[Extracted data entries]
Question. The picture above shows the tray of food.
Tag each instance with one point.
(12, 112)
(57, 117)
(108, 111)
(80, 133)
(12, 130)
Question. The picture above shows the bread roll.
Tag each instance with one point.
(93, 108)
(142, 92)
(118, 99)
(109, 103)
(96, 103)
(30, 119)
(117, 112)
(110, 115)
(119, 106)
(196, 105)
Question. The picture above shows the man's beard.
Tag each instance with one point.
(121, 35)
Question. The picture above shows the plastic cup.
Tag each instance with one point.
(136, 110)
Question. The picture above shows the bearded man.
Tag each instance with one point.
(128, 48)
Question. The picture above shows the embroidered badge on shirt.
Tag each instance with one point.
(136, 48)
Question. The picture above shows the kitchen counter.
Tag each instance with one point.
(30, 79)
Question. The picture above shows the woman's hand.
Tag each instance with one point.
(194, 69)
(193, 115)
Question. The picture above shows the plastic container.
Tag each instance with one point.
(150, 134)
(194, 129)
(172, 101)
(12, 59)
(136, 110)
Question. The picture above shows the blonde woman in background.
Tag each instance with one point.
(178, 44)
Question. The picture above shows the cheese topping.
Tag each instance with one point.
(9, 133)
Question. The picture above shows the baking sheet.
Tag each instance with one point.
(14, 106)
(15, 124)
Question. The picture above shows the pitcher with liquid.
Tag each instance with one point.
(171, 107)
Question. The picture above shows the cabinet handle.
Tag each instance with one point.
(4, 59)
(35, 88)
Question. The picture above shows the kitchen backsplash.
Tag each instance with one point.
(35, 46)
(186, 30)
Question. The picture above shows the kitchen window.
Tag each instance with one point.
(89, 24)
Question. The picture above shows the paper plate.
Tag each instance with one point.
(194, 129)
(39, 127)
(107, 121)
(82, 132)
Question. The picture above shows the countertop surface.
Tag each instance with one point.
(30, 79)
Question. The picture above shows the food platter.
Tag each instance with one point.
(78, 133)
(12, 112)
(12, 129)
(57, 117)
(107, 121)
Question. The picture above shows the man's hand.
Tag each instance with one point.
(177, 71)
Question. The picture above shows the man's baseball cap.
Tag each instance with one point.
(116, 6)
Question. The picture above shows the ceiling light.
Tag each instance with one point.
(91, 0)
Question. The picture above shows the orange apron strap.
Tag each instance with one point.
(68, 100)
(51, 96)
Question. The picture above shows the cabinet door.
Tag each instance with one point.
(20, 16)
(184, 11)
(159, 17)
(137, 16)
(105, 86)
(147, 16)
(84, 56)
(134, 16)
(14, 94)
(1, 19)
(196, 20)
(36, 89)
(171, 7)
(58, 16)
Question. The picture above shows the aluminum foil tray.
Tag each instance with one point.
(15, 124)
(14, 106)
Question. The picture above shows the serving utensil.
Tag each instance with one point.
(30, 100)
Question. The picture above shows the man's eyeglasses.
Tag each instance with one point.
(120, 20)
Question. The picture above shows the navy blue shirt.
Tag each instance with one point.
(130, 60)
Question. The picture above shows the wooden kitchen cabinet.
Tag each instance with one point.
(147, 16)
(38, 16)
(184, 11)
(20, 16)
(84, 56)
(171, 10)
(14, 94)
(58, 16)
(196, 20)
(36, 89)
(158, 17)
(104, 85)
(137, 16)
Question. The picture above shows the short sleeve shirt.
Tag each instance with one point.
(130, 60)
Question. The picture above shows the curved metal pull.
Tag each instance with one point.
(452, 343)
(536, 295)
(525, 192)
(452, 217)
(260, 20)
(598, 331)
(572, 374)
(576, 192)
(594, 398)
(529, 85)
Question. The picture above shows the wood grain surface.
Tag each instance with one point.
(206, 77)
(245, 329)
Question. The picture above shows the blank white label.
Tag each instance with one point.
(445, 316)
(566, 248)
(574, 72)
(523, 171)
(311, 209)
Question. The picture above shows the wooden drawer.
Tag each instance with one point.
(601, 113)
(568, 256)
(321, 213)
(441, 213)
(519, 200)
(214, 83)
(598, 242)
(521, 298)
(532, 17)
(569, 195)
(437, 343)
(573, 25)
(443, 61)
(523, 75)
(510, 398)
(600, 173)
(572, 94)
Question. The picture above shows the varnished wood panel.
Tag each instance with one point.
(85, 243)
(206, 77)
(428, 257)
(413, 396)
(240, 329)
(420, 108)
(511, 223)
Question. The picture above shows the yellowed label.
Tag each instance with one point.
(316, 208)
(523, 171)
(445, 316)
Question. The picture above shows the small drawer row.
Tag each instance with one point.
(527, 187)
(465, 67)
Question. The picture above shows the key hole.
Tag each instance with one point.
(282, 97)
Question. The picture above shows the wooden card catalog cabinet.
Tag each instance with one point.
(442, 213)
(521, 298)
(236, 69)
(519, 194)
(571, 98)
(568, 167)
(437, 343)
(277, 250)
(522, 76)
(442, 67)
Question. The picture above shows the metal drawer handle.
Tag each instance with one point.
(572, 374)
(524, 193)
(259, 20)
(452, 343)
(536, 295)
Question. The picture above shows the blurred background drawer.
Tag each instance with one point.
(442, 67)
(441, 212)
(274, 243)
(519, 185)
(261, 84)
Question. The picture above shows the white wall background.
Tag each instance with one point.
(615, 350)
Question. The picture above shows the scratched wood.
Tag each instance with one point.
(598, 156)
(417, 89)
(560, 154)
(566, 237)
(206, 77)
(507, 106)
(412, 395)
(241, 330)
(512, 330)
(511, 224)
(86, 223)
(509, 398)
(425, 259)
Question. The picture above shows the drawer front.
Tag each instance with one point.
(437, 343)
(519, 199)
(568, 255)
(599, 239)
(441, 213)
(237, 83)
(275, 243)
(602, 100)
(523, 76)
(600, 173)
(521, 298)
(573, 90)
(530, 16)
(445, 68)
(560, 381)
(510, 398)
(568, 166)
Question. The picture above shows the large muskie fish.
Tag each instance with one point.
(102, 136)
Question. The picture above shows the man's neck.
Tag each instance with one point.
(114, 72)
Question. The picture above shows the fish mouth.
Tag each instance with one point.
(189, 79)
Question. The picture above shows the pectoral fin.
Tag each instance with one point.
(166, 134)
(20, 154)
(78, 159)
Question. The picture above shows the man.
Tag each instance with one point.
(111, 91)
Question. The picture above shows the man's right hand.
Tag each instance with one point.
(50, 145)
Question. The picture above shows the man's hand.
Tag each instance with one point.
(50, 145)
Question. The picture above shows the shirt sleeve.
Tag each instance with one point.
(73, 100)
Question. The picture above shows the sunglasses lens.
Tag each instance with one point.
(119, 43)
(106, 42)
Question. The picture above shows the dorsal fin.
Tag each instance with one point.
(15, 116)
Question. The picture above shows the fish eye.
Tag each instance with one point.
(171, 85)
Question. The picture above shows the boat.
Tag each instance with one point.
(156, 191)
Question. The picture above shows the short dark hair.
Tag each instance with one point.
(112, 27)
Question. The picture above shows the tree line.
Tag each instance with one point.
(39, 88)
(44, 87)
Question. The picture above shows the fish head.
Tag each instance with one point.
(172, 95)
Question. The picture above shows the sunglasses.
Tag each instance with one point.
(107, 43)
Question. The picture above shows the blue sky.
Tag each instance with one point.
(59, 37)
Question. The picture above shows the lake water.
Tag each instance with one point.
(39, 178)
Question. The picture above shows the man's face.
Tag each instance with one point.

**Problem requirements**
Give back all the data exactly as written.

**Complete answer**
Question. The picture above shows the tray of food.
Tag each instance with one point.
(12, 112)
(57, 117)
(108, 111)
(80, 133)
(12, 130)
Question. The picture above shows the bread roll.
Tag each instance with one point.
(93, 108)
(142, 92)
(118, 99)
(109, 103)
(96, 103)
(30, 119)
(117, 112)
(110, 115)
(119, 106)
(196, 105)
Question. The picture above shows the man's beard.
Tag each instance with one point.
(121, 35)
Question. The picture above shows the plastic cup.
Tag each instance with one point.
(136, 110)
Question. The picture above shows the bearded man.
Tag each instance with one point.
(128, 48)
Question. The picture above shows the embroidered badge on shirt.
Tag each instance with one point.
(136, 48)
Question. The picture above shows the kitchen counter.
Tag each instance with one point.
(30, 79)
Question. The picture above shows the woman's hand.
Tag each instance with one point.
(194, 69)
(193, 115)
Question. The picture above shows the plastic container.
Tag each instance with one point.
(150, 134)
(194, 129)
(172, 101)
(12, 59)
(136, 110)
Question. The picture above shows the blonde woman in background.
Tag each instance with one point.
(178, 44)
Question. The picture above shows the cheese topping.
Tag each instance with one point.
(9, 133)
Question. The picture above shows the baking sheet.
Tag each instance with one point.
(14, 106)
(15, 124)
Question. The picture above shows the pitcher with liquid.
Tag each instance with one point.
(171, 107)
Question. The picture above shows the cabinet handle.
Tag each instance with one point.
(4, 59)
(35, 88)
Question. The picture above shows the kitchen backsplash.
Tag each instance with one point.
(35, 46)
(186, 30)
Question. The picture above shows the kitchen window.
Tag each instance with one point.
(89, 24)
Question. The picture above shows the paper plate.
Tag each instance with one point.
(194, 129)
(39, 127)
(107, 121)
(82, 132)
Question. The picture above shows the countertop surface.
Tag each instance with one point.
(30, 79)
Question. The picture above shows the food platter.
Tag each instance with one point.
(78, 133)
(12, 112)
(12, 129)
(57, 117)
(107, 121)
Question. The picture above shows the man's hand.
Tag each instance with one point.
(177, 71)
Question. The picture above shows the man's baseball cap.
Tag each instance with one point.
(116, 6)
Question. The picture above shows the ceiling light.
Tag each instance with one point.
(91, 0)
Question. The picture above shows the orange apron strap.
Tag each instance with one point.
(68, 100)
(51, 96)
Question. The picture above shows the cabinet door.
Tag each instance with one point.
(20, 16)
(184, 11)
(159, 17)
(137, 16)
(105, 86)
(147, 16)
(84, 56)
(134, 16)
(14, 94)
(1, 19)
(196, 20)
(36, 89)
(171, 7)
(58, 16)
Question. The picture above shows the aluminum foil tray.
Tag each instance with one point.
(15, 124)
(14, 106)
Question. The picture above shows the serving utensil.
Tag each instance with one point.
(30, 100)
Question. The picture above shows the man's eyeglasses.
Tag each instance with one point.
(120, 20)
Question. The picture above shows the navy blue shirt.
Tag each instance with one point.
(130, 60)
Question. The picture above shows the wooden kitchen cabinet.
Tag each instance with one point.
(147, 16)
(38, 16)
(184, 11)
(20, 16)
(84, 56)
(171, 10)
(14, 94)
(58, 16)
(196, 20)
(36, 89)
(158, 17)
(104, 85)
(137, 16)
Question. The picture above shows the short sleeve shirt.
Tag each instance with one point.
(130, 60)
Question. The picture above shows the curved metal pull.
Tag each instance with one point.
(452, 343)
(536, 295)
(525, 192)
(452, 217)
(260, 20)
(598, 331)
(572, 374)
(576, 192)
(594, 398)
(529, 85)
Question. The picture above shows the wood grain surface.
Tag each instance with one point.
(206, 77)
(245, 329)
Question. The picture above shows the blank white label.
Tag each instance with one point.
(445, 316)
(566, 248)
(574, 72)
(523, 171)
(311, 209)
Question. The picture above shows the wooden drawer.
Tag each instance with one point.
(601, 113)
(568, 256)
(321, 213)
(441, 213)
(519, 200)
(214, 83)
(598, 242)
(521, 298)
(532, 17)
(569, 195)
(437, 343)
(573, 25)
(443, 61)
(523, 75)
(510, 398)
(600, 173)
(572, 94)
Question. The picture above shows the varnished wood panel.
Tag each instance with one point.
(85, 243)
(206, 77)
(428, 257)
(413, 396)
(240, 329)
(420, 108)
(511, 223)
Question. The picture above shows the yellowed label.
Tag each instance with one point.
(316, 208)
(523, 171)
(445, 316)
Question. The picture above shows the small drawer row.
Tag each instance with one point.
(527, 187)
(465, 67)
Question. The picture above shows the key hole.
Tag each instance with one point.
(282, 97)
Question. The picture above shows the wooden card catalog cabinet.
Tag each instance with one point.
(442, 213)
(521, 298)
(236, 69)
(519, 194)
(571, 98)
(568, 167)
(437, 343)
(277, 250)
(522, 76)
(442, 67)
Question. The picture above shows the metal drawer handle.
Tag each instance with one point.
(572, 374)
(524, 193)
(259, 20)
(452, 343)
(536, 295)
Question. The picture above shows the blurred background drawer.
Tag each instance with one point.
(442, 67)
(441, 212)
(274, 243)
(519, 185)
(261, 84)
Question. The picture above shows the white wall background.
Tag each instance with one point.
(615, 350)
Question. The picture above shows the scratched wood.
Tag each instance with one point.
(598, 156)
(417, 89)
(560, 154)
(566, 237)
(206, 77)
(507, 106)
(412, 395)
(241, 330)
(512, 330)
(511, 224)
(86, 223)
(509, 398)
(425, 259)
Question. The picture above shows the drawer front.
Tag each instance with one point.
(437, 343)
(519, 199)
(568, 255)
(599, 239)
(441, 213)
(237, 83)
(275, 243)
(602, 100)
(523, 76)
(600, 173)
(521, 298)
(573, 90)
(530, 16)
(445, 68)
(560, 381)
(510, 398)
(568, 166)
Question. The picture above shows the large muskie fish.
Tag each instance with one point.
(102, 136)
Question. The picture above shows the man's neck.
Tag each instance with one point.
(114, 72)
Question. The picture above shows the fish mouth.
Tag each instance with one point.
(189, 79)
Question. The picture above shows the pectoral fin.
Tag each instance with one point.
(166, 134)
(20, 154)
(78, 159)
Question. The picture above shows the man.
Tag each instance with one point.
(111, 91)
Question. The picture above shows the man's right hand.
Tag each instance with one point.
(50, 145)
Question. The picture above shows the man's hand.
Tag each instance with one point.
(50, 145)
Question. The picture above shows the shirt sleeve.
Tag each instance with one point.
(73, 100)
Question. The picture above shows the sunglasses lens.
Tag each instance with one point.
(119, 43)
(106, 42)
Question. The picture above shows the dorsal fin.
Tag each instance with one point.
(15, 116)
Question. The picture above shows the fish eye.
Tag each instance with one point.
(171, 85)
Question. The picture above shows the boat.
Tag each instance with one point.
(156, 191)
Question. The picture above shows the short dark hair.
Tag each instance with one point.
(112, 27)
Question. The picture above shows the tree line.
Tag each instance with one point.
(39, 88)
(44, 87)
Question. The picture above shows the fish head.
Tag each instance with one point.
(172, 95)
Question. The picture above shows the sunglasses.
Tag each instance with one point.
(107, 43)
Question. The picture above shows the blue sky.
Tag each instance with one point.
(59, 37)
Question. The picture above shows the lake water.
Tag each instance with one point.
(39, 178)
Question. The picture above shows the man's face.
Tag each instance with one point.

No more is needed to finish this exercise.